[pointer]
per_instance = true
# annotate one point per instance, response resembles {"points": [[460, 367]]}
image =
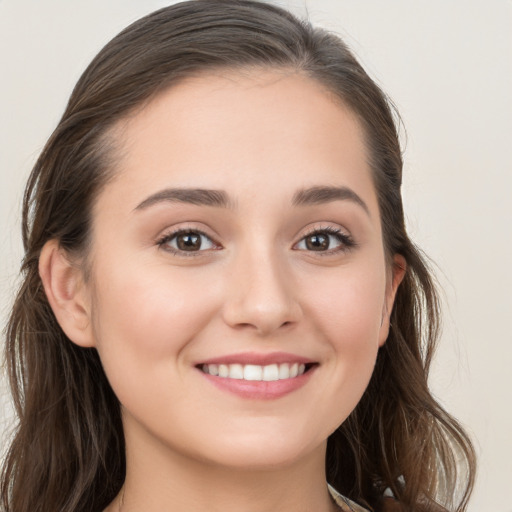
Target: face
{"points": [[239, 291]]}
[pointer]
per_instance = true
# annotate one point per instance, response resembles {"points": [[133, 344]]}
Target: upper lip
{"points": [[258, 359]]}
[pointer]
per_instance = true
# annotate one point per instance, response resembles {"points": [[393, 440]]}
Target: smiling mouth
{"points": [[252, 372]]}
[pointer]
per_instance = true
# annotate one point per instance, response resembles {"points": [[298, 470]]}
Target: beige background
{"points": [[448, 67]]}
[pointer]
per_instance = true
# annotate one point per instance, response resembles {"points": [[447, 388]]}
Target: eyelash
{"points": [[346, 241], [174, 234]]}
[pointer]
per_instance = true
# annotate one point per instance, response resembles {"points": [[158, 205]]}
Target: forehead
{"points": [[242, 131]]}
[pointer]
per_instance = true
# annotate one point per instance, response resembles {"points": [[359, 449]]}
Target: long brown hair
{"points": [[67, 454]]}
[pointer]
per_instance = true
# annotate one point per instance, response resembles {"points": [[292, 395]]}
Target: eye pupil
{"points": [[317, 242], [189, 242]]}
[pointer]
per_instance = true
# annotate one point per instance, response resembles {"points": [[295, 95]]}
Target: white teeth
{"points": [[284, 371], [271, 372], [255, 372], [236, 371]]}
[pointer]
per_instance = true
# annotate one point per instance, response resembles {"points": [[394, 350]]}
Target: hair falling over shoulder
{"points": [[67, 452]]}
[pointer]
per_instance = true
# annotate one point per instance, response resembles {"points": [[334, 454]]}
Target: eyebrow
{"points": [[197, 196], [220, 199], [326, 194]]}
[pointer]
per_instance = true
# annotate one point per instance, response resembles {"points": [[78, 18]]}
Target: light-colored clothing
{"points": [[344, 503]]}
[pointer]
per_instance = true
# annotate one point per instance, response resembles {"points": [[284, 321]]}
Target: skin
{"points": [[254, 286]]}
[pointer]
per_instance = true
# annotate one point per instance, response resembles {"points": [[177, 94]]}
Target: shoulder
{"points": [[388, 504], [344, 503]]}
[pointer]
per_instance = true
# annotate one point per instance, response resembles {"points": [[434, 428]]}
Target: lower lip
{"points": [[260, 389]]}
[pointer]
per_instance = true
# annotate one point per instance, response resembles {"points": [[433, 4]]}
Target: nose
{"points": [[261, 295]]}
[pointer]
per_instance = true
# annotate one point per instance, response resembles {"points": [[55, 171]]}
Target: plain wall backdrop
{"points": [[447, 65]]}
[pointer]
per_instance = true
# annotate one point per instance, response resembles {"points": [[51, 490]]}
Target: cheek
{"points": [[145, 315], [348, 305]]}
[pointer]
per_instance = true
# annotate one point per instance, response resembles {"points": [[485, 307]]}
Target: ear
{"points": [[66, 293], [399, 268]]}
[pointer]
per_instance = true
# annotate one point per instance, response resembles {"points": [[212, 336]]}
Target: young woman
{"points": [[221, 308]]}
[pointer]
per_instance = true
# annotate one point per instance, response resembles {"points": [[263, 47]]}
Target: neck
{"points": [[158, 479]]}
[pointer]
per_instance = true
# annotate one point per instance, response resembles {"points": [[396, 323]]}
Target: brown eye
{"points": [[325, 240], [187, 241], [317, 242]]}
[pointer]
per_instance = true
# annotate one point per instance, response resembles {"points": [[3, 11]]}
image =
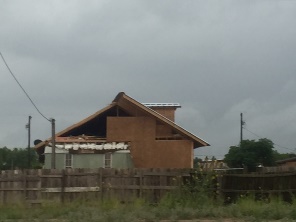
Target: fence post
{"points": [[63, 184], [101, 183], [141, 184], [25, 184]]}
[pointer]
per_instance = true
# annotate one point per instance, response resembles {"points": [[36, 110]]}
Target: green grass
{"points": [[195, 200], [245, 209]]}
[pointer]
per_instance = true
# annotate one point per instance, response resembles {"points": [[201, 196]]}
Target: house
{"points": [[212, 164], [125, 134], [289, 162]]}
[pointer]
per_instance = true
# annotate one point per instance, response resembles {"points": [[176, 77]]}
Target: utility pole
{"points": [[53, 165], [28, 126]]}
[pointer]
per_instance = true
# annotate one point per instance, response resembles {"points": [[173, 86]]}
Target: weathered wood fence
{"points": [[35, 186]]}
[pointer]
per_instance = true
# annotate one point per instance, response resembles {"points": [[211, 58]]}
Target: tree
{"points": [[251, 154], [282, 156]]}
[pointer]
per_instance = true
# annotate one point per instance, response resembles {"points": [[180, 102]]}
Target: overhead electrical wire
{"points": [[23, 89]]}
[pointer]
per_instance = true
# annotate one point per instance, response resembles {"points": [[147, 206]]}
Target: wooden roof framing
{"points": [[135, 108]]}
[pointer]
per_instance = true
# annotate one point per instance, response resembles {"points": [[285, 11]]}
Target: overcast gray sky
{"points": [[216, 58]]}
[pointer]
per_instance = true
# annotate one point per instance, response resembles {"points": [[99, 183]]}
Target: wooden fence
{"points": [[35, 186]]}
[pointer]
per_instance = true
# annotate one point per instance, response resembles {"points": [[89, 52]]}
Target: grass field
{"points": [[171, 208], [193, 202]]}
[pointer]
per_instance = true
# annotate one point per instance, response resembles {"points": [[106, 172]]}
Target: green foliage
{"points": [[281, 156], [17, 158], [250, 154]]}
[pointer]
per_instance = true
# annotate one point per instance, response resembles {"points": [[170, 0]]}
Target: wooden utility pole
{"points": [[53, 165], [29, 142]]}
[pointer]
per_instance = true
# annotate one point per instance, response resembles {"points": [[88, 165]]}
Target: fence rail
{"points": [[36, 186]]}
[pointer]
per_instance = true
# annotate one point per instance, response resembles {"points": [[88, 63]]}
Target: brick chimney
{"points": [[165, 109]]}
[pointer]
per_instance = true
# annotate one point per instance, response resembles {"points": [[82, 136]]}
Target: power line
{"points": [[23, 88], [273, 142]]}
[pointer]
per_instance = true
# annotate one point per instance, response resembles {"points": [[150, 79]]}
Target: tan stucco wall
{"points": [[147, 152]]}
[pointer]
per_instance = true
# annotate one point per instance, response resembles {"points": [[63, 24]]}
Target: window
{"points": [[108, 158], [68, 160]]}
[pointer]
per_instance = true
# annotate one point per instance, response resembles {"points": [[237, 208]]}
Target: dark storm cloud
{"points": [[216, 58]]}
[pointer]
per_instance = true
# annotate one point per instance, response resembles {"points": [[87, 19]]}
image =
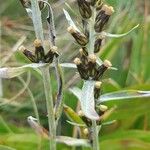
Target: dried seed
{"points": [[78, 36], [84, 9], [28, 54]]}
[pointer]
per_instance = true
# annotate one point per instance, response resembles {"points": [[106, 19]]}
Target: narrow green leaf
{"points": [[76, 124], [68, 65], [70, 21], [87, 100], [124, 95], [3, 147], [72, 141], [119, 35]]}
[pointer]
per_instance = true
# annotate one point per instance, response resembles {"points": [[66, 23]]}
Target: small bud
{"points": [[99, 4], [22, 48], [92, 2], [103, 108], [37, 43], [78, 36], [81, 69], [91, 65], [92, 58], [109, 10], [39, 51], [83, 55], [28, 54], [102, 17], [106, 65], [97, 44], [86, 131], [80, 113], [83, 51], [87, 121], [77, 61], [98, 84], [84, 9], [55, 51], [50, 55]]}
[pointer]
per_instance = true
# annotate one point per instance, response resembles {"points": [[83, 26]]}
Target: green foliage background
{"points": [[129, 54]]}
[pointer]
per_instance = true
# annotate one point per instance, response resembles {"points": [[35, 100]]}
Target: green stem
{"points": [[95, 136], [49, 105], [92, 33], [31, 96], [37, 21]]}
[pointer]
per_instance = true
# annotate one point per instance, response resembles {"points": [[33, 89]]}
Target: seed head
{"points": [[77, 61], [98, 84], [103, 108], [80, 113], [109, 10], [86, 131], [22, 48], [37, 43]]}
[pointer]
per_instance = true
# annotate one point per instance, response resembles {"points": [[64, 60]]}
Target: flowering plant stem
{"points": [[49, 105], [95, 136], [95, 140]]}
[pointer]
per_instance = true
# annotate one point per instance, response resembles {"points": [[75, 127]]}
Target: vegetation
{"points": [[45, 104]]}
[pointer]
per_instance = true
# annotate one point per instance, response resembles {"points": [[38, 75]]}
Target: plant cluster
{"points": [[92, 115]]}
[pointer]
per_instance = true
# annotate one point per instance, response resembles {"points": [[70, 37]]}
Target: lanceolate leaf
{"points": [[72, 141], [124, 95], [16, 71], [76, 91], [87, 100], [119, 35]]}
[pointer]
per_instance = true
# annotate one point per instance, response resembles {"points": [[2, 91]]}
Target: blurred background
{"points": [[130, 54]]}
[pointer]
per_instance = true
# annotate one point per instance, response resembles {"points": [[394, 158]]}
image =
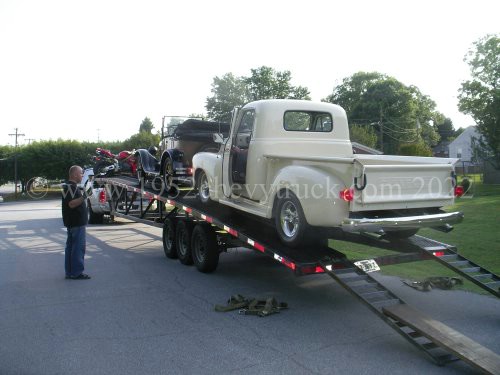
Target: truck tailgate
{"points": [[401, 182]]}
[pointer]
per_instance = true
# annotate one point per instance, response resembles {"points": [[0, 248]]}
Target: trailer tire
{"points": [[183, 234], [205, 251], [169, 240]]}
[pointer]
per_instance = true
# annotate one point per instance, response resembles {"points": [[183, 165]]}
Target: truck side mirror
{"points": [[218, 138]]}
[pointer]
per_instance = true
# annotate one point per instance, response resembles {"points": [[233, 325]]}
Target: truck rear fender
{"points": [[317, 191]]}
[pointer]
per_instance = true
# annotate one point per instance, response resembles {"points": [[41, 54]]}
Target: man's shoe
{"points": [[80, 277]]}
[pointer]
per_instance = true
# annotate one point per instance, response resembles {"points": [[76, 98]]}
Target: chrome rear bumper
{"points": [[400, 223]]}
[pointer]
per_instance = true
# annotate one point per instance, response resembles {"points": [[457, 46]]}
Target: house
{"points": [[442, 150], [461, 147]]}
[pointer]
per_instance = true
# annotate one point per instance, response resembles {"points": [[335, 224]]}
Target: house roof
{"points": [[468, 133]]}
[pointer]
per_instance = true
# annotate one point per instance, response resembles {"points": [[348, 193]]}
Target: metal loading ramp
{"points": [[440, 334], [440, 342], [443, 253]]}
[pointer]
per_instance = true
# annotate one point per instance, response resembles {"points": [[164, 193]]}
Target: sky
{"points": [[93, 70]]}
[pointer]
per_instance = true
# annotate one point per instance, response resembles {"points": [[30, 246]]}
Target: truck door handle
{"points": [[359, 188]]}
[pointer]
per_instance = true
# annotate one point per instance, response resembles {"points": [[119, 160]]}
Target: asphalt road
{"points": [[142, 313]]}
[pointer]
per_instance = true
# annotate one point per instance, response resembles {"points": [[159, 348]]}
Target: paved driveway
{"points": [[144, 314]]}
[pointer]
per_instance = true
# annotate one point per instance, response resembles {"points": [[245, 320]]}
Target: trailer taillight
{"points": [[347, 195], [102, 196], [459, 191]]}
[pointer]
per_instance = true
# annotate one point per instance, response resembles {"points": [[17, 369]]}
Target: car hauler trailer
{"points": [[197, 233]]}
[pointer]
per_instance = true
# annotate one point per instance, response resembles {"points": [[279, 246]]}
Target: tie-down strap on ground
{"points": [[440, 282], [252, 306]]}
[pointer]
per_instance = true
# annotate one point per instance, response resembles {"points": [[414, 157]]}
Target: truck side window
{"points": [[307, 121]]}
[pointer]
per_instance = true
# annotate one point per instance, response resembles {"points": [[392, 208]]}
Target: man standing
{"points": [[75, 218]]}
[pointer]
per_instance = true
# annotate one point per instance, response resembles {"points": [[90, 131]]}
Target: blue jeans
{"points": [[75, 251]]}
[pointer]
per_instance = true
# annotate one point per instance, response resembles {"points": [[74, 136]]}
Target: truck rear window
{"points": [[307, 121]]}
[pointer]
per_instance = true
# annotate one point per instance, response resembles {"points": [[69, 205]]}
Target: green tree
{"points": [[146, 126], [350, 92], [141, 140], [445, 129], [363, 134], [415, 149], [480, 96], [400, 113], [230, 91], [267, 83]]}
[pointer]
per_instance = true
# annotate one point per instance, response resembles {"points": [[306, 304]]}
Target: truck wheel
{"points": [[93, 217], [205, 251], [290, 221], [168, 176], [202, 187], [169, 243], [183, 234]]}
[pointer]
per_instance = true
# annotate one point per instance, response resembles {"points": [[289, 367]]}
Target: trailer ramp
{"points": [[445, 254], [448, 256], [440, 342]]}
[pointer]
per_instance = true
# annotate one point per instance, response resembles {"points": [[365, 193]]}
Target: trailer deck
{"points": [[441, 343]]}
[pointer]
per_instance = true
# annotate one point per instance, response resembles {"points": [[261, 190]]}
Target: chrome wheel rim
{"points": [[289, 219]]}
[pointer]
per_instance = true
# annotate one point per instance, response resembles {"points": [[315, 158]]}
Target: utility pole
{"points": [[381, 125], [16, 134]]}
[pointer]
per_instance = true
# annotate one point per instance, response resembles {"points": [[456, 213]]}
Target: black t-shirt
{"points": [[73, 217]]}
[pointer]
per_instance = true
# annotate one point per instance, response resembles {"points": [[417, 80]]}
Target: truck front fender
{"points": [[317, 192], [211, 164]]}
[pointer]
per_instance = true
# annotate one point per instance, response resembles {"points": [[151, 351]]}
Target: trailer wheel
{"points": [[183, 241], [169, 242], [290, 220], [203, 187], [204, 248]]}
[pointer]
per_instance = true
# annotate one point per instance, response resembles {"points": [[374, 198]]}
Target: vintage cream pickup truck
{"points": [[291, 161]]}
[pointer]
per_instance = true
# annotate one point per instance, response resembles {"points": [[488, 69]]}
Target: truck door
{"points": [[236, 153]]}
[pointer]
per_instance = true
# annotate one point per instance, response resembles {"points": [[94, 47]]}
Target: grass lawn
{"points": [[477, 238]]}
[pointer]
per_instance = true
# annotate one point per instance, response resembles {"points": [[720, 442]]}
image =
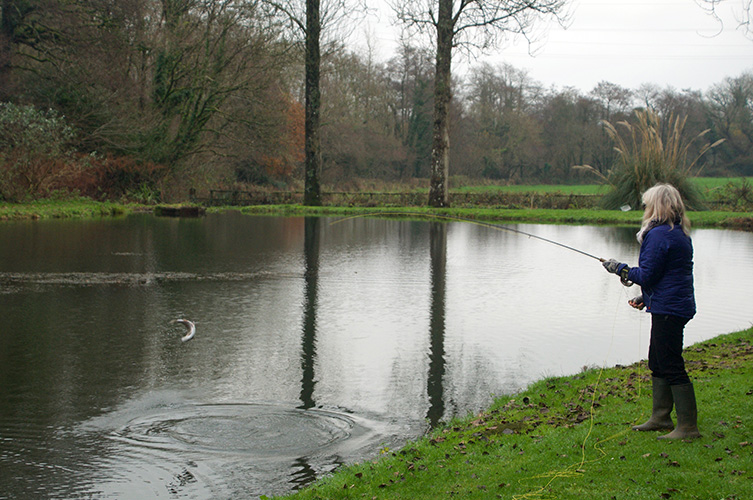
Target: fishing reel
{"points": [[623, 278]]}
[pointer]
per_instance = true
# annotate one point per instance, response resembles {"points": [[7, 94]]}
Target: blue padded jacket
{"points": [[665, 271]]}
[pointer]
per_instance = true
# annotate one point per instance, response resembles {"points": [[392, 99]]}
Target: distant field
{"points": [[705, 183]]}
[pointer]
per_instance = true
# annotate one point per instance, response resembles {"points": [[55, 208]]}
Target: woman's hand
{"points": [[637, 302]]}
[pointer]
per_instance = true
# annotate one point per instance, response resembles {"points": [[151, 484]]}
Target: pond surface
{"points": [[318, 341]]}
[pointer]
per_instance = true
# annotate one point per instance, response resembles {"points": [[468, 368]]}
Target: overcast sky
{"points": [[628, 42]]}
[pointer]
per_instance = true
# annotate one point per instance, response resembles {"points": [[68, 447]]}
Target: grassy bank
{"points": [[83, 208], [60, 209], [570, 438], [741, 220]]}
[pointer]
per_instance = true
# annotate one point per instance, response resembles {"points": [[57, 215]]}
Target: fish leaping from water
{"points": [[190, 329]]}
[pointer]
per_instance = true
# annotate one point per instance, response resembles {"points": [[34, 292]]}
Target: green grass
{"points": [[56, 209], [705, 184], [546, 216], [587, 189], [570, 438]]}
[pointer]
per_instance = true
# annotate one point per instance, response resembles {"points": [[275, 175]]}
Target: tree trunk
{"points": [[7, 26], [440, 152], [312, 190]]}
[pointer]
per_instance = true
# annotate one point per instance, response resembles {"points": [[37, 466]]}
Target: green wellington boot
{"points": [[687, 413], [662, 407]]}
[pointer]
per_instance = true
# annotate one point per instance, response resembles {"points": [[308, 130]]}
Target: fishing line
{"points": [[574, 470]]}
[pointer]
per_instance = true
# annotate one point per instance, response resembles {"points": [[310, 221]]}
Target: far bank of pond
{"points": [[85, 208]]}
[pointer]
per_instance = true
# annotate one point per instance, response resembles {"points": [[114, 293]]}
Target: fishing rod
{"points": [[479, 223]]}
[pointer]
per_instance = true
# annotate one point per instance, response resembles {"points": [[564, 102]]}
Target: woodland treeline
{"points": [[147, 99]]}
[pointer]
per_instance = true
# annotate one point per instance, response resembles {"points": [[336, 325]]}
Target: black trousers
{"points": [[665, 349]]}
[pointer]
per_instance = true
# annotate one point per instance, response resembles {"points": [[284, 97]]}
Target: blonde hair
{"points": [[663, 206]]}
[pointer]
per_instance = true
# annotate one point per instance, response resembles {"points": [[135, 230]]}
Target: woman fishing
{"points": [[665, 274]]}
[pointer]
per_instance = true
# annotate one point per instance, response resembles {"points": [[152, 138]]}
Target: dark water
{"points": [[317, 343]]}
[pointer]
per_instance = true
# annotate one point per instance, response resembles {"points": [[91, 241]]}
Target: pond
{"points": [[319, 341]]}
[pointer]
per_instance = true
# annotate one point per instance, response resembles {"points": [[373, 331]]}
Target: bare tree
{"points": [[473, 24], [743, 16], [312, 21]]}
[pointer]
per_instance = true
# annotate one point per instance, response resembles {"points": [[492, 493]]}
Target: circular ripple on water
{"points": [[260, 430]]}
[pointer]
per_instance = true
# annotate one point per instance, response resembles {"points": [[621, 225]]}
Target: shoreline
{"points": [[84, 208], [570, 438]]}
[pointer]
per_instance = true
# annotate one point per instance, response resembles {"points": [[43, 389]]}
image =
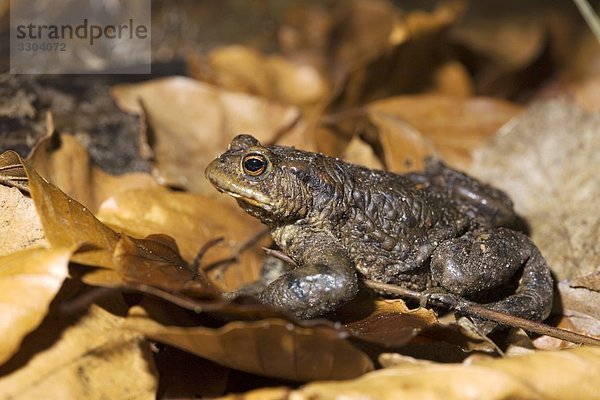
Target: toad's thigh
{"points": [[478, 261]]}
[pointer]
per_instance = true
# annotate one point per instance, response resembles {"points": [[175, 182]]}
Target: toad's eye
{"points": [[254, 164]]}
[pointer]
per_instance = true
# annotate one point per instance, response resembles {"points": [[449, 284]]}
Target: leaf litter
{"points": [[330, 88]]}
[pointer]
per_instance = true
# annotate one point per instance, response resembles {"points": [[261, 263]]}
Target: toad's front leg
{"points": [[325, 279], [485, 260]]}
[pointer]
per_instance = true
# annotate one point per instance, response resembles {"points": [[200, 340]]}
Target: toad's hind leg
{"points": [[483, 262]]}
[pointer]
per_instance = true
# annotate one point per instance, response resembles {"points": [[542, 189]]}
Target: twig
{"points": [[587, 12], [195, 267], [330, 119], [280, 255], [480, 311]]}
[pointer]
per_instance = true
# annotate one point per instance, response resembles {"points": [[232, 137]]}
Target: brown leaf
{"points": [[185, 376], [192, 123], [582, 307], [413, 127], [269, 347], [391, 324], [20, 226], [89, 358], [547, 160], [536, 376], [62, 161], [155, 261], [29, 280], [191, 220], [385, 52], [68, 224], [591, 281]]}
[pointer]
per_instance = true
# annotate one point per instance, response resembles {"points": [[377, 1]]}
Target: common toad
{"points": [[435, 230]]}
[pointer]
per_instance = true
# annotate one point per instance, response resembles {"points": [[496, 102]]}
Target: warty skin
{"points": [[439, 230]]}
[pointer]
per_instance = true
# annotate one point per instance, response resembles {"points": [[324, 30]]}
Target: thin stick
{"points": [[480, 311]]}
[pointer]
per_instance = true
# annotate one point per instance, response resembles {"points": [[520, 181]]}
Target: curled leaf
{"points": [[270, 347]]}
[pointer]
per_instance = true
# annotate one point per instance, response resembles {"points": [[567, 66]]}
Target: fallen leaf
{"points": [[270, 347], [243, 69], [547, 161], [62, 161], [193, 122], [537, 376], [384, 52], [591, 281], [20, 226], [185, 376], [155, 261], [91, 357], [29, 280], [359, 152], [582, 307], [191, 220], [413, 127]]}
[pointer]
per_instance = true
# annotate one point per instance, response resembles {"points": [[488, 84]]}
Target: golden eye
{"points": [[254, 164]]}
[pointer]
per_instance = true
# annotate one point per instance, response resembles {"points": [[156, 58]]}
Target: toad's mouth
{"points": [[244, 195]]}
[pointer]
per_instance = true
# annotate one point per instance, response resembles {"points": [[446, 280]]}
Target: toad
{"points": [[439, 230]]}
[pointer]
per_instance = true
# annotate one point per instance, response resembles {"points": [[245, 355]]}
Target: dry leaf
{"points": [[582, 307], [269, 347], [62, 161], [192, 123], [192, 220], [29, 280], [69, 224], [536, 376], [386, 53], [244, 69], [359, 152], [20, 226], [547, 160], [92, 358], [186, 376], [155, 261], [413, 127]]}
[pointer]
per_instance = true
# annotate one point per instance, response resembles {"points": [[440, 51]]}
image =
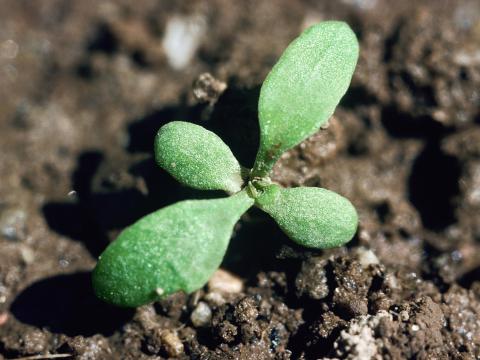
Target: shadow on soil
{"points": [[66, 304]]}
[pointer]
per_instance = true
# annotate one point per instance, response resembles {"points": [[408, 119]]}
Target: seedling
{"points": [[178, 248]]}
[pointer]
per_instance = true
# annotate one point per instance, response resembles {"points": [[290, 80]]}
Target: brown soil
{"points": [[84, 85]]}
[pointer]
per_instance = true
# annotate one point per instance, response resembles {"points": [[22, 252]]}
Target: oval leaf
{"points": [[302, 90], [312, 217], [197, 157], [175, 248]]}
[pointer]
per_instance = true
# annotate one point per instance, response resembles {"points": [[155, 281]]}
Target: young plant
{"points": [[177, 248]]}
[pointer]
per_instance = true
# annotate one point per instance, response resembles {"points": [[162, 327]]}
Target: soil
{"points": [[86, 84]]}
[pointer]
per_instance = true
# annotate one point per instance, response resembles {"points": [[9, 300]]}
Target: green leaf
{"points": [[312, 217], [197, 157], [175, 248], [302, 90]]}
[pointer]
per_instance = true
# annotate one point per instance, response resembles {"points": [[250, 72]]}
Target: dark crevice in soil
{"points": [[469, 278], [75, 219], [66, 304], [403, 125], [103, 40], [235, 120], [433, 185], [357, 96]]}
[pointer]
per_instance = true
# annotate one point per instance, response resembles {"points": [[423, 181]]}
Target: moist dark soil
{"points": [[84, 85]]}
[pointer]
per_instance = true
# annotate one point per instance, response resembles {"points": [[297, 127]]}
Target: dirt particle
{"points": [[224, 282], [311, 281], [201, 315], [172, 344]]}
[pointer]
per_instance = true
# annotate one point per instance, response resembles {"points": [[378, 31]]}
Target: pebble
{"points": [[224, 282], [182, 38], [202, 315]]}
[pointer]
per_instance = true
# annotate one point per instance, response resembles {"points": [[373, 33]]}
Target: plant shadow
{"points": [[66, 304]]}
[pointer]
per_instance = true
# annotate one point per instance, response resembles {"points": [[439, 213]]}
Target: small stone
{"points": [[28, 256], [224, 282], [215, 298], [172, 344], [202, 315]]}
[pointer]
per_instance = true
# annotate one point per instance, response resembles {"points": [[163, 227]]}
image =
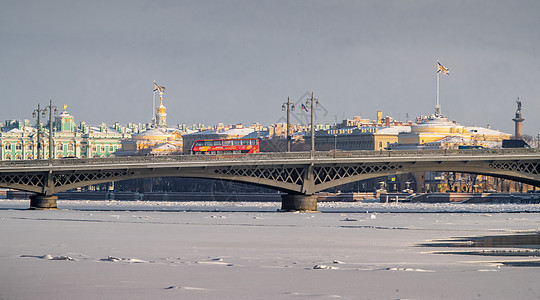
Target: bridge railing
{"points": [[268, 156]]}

WHAT IS NEEDED: Count the lines in the data above that contain the word "black", and reply with only the number.

FULL SOLUTION: 2